**Challenge:**
Count the lines in the records below that contain the string "stool", matching case exactly, and give only the number.

**Records for this task:**
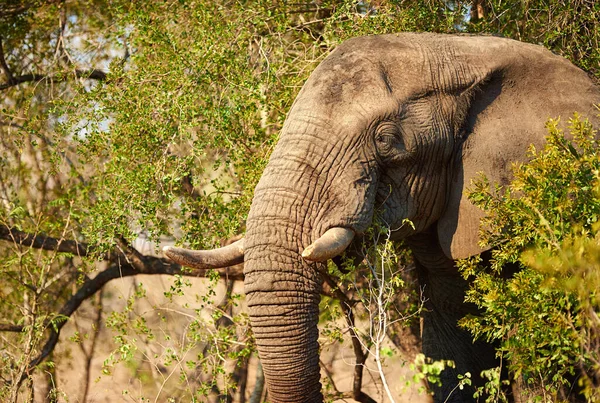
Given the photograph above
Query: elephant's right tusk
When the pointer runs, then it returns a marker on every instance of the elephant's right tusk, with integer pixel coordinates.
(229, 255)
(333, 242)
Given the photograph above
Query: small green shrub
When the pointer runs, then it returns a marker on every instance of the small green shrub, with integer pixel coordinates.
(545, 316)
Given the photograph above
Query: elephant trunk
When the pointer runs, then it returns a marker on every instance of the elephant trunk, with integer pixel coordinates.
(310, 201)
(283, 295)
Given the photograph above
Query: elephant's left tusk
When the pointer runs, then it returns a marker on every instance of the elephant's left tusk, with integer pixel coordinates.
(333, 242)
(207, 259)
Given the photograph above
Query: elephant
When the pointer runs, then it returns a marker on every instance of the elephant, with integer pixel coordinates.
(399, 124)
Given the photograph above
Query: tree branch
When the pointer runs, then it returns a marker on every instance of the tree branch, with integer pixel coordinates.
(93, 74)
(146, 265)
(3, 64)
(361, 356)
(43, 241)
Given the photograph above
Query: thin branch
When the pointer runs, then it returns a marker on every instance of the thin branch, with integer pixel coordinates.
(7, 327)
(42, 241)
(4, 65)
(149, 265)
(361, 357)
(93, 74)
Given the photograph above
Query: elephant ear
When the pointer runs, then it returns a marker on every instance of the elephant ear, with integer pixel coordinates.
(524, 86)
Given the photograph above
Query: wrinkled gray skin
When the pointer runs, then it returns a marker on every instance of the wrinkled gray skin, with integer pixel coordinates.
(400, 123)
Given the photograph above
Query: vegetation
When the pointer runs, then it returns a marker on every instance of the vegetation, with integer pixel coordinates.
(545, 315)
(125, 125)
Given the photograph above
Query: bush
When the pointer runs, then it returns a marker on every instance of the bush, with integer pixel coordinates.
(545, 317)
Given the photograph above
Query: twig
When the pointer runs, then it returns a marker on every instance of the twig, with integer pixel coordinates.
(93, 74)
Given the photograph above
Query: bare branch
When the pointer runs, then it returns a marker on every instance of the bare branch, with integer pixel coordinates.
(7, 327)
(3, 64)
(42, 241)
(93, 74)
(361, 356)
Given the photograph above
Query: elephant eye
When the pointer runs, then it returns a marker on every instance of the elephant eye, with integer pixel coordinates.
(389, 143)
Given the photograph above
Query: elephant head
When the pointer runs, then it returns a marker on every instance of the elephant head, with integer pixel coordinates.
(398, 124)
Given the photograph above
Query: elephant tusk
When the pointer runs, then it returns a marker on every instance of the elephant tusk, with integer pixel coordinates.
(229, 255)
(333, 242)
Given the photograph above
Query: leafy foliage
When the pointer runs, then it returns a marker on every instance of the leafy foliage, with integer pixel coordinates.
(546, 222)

* * *

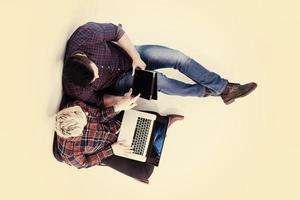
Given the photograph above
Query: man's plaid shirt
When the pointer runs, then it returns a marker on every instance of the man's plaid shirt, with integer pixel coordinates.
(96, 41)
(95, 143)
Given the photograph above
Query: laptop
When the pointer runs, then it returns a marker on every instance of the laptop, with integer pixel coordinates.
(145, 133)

...

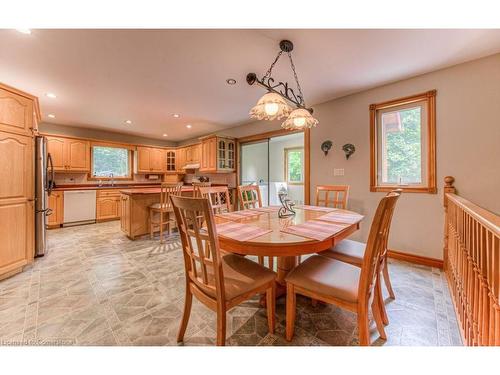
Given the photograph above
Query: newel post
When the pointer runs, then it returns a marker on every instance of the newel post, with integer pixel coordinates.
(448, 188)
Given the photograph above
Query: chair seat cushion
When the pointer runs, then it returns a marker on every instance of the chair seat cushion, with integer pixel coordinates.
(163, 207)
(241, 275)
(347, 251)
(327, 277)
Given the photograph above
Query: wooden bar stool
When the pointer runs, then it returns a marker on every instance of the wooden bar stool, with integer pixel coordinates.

**Response for this exercise:**
2